Supplied passage:
----
As the Department of Homeland Security (DHS) doles out billions of dollars to convince local police departments to surrender control to the federal agency, a recent report indicates that intelligence gathered at precincts-cum-surveillance-centers will be shared among all levels of law enforcement.
An article published by Fierce Homeland Security on November 4 reports:
The phenomenon of fusion centers sharing intelligence and skills with each other — not just with the federal government — is a new and underappreciated aspect of the centers, panelists at a Homeland Security Policy Institute event said.
Fusion centers mainly apply national intelligence to local contexts and gather information locally that they can share with federal agencies. But in recent years, a great deal of “horizontal sharing” has occurred, where fusion centers work closely with each other, said Ross Ashley, the executive director of National Fusion Center Association.
“We’ll find an expert in Washington state on international human trafficking over international ferry systems. Well, I don’t need that expert everywhere. What I need is the ability to reach out to that expert if I’m in West Virginia,” he said at the event, held Oct. 23 in Washington, D.C.
That meeting, entitled “State and Local Fusion Centers: Key Challenges for the Next Decade,” featured three panelists: John Cohen, principal deputy under secretary for intelligence and analysis, U.S. Department of Homeland Security; Thomas Kirk, director, West Virginia Intelligence Fusion Center; and Ross Ashley, executive director, National Fusion Center Association. The keynote address was delivered by Representative Michael McCaul (R-Texas), Chairman of the House Committee on Homeland Security.
In July, McCaul co-authored with Representative Peter King (R-N.Y.) a report on the progress of the establishment of the nationwide spread of the fusion centers. The press release announcing the report reveals the pair’s support for a program that dismantles federalism and accelerates the militarization of local police and the consolidation of control of those departments to the federal government. The McCaul-King report states:
Fusion centers serve as hubs of strategic analysis and information sharing where Federal, State, and local agencies are all represented in one location. State and local crime data is coordinated, gathered and reviewed to determine if there is any potential connection to terrorist activity. In addition, Federal terrorism-related information is shared with State and local law enforcement.
Seems the congressmen should be reminded of the fact that there is not a single syllable of the Constitution authorizing any such federal participation in law enforcement. If the power isn’t granted to the federal government in the Constitution, then authority over that area remains with the states and the people as described in the Tenth Amendment.
Remarkably, McCaul and King lament the fact that the chain of fusion centers isn’t growing quickly enough and the DHS isn’t getting adequate access to all that information. The report adds:
The Committee’s review concludes that the Network is not functioning as cohesively as it should be and fusion centers are facing numerous challenges that prevent the Network from realizing its full potential to help secure the homeland.
Of course, there couldn’t be a piece of federal police and surveillance program propaganda without reminding citizens that all this deprivation of their rights is for their safety. As if to say, if the federal government doesn’t take control of your local police department and keep all citizens under surveillance, the terrorists will strike again.
----
Exercise requirements: From the fusion centers article above, reproduce word for word the portion that begins at "Remarkably, McCaul and" and stops after "secure the homeland.".

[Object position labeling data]
----
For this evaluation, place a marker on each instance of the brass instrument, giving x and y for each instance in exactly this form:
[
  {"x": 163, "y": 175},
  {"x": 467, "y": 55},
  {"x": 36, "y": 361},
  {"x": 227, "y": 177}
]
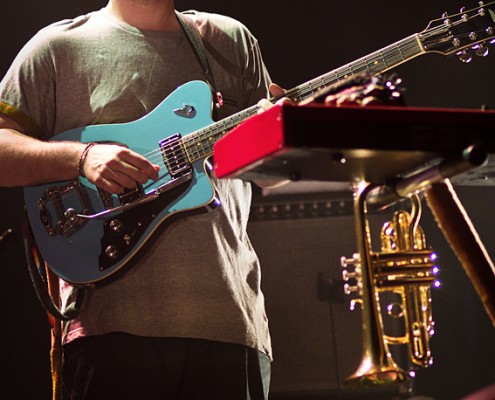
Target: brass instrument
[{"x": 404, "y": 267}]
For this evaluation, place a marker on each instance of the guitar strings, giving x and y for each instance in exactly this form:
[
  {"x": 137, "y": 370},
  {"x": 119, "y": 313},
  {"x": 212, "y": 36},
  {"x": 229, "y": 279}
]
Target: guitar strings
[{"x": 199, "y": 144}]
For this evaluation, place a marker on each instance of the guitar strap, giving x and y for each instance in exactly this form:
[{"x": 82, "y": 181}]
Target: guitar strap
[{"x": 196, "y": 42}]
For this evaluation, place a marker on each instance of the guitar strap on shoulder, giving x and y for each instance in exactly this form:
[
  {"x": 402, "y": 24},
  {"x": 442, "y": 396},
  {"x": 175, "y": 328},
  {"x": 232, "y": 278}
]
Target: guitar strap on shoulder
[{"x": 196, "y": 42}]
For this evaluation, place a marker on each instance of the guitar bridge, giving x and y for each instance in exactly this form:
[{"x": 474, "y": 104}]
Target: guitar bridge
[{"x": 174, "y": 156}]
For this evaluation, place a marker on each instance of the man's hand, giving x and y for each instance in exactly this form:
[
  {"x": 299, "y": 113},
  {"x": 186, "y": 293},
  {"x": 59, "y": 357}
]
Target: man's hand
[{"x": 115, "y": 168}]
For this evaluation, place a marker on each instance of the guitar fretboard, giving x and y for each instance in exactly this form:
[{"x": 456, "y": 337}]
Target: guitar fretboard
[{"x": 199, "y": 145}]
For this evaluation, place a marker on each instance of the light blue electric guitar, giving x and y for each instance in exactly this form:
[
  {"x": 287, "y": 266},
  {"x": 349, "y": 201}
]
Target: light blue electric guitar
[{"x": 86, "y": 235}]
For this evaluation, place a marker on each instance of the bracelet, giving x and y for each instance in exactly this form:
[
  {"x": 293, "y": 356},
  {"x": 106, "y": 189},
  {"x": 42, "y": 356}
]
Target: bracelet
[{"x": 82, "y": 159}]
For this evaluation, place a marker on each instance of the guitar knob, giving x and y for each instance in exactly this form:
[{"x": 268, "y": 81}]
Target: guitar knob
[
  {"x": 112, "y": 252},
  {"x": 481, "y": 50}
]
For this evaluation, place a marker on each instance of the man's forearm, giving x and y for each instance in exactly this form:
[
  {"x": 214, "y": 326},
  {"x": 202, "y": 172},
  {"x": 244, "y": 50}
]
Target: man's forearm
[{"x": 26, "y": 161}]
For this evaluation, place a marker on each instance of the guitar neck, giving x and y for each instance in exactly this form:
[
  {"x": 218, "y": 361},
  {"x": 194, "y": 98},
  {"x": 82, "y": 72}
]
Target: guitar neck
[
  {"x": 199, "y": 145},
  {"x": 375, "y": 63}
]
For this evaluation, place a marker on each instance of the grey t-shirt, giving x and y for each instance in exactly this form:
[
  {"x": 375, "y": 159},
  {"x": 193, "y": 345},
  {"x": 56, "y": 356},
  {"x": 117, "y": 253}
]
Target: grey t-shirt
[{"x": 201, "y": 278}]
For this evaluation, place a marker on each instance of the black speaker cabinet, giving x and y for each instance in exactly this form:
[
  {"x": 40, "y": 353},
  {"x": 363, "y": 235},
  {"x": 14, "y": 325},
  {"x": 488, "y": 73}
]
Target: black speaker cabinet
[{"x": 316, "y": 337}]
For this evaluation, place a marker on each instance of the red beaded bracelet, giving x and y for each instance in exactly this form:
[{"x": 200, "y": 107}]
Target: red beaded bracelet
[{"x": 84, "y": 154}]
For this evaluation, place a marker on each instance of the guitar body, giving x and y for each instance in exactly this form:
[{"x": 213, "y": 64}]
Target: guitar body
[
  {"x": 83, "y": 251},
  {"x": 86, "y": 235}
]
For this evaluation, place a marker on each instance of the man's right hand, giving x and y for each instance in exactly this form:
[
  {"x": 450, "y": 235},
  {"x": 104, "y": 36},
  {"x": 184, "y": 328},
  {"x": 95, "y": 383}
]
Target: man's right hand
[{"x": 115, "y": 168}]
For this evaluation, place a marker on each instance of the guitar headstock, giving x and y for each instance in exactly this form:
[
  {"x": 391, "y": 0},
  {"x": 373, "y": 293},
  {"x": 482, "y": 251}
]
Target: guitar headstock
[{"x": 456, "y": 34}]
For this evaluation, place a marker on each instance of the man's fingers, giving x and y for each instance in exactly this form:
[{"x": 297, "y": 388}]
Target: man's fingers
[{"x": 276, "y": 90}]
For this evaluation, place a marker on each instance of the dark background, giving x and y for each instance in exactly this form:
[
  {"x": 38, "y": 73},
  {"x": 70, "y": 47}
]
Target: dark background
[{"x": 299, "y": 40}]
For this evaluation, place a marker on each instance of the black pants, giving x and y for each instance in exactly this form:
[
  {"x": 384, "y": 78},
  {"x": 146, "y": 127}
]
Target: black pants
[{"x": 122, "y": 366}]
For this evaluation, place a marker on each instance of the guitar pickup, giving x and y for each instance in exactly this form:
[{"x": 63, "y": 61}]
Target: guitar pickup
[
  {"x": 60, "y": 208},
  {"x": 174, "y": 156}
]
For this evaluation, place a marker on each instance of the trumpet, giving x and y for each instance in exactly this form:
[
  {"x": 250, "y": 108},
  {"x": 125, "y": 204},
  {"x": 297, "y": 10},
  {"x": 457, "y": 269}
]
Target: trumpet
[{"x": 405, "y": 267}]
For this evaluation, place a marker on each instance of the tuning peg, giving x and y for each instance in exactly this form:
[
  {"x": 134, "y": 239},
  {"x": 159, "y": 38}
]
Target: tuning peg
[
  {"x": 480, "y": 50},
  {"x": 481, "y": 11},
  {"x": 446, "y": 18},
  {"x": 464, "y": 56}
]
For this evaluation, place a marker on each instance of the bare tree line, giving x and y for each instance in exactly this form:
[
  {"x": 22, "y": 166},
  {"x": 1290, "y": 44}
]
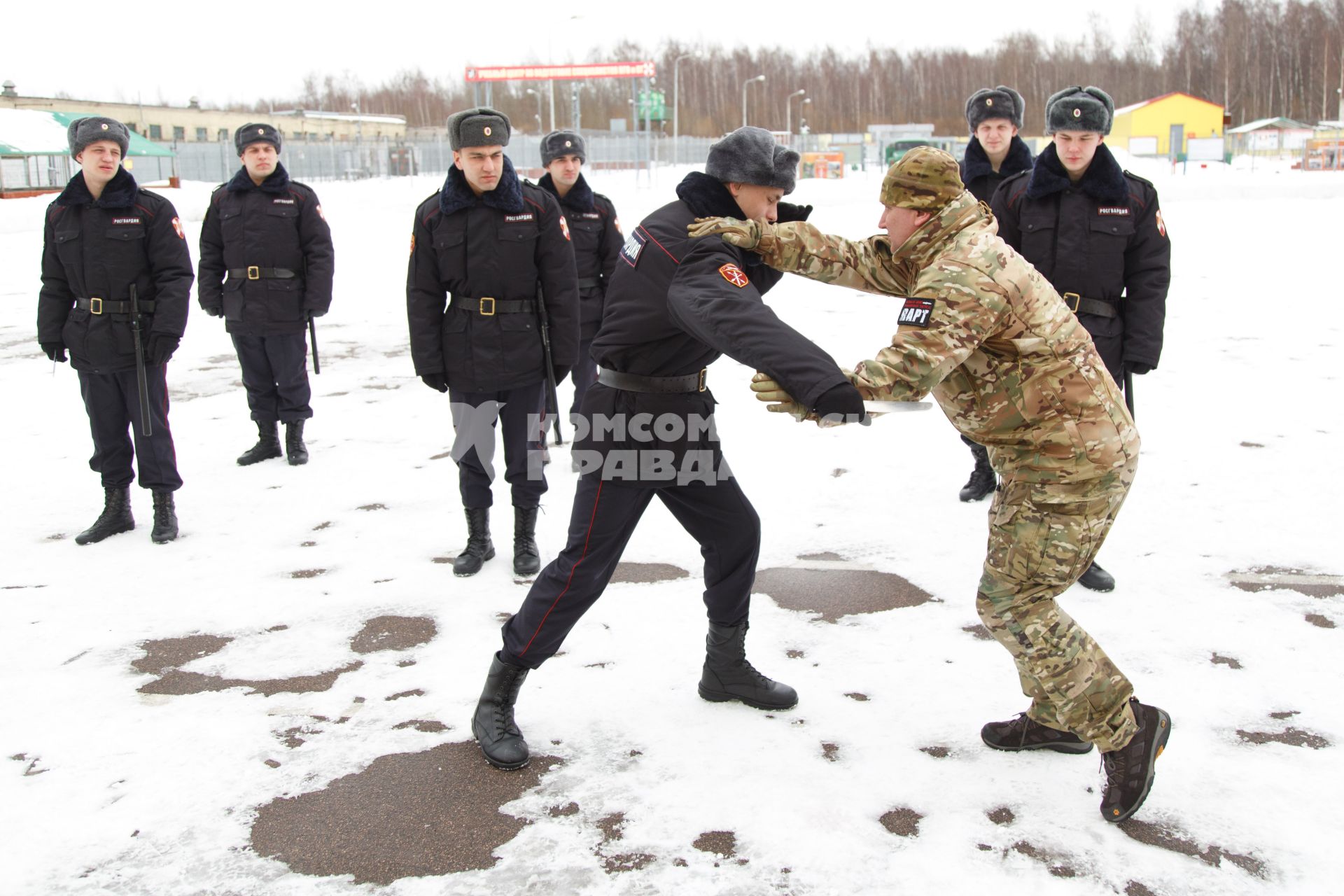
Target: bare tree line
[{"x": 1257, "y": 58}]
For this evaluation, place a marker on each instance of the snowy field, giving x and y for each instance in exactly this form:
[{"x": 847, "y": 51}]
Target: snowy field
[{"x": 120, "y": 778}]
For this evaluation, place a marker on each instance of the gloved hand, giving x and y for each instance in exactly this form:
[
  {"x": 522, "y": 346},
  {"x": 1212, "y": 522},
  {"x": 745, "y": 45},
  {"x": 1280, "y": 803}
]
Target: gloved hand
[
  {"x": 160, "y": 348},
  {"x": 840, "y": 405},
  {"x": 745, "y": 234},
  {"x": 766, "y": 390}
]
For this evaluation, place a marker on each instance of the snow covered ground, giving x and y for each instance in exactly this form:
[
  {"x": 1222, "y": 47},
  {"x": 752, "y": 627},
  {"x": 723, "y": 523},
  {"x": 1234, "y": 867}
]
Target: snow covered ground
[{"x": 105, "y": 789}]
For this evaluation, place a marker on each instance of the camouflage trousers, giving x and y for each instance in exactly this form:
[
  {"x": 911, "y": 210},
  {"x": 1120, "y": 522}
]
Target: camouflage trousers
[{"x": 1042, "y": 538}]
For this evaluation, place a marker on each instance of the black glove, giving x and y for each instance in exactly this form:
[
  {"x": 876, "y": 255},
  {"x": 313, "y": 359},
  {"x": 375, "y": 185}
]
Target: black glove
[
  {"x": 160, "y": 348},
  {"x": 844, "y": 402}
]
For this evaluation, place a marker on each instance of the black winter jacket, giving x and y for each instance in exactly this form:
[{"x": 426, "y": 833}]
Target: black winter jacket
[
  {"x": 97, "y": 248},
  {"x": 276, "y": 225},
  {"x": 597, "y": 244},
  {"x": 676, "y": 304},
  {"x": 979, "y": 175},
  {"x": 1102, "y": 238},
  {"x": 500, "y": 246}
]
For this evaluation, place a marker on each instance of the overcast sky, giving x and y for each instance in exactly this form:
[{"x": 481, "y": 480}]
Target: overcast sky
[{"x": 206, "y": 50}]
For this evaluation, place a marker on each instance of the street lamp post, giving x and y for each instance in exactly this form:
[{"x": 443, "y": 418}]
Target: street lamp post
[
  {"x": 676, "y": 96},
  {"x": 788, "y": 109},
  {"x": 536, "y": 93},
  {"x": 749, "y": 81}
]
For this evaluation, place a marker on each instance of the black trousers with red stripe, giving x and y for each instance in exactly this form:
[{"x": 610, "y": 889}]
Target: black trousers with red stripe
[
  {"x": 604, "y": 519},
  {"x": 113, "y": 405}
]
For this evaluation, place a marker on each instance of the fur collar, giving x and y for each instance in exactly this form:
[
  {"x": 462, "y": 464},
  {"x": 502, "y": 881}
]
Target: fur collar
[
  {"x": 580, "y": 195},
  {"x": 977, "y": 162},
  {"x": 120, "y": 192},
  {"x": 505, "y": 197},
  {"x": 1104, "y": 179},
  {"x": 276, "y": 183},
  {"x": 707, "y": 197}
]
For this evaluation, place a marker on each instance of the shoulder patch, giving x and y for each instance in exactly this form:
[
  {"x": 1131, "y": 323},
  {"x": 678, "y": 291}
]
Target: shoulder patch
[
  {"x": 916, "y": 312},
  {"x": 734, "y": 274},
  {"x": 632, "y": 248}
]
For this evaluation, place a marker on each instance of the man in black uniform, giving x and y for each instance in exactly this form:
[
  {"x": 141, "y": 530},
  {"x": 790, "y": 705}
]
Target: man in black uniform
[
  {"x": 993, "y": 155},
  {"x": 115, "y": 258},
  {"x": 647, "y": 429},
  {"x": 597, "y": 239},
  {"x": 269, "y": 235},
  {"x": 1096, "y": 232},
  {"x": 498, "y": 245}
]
----
Solution to this exercise:
Remarkably, McCaul and King lament the fact that the chain of fusion centers isn’t growing quickly enough and the DHS isn’t getting adequate access to all that information. The report adds:
The Committee’s review concludes that the Network is not functioning as cohesively as it should be and fusion centers are facing numerous challenges that prevent the Network from realizing its full potential to help secure the homeland.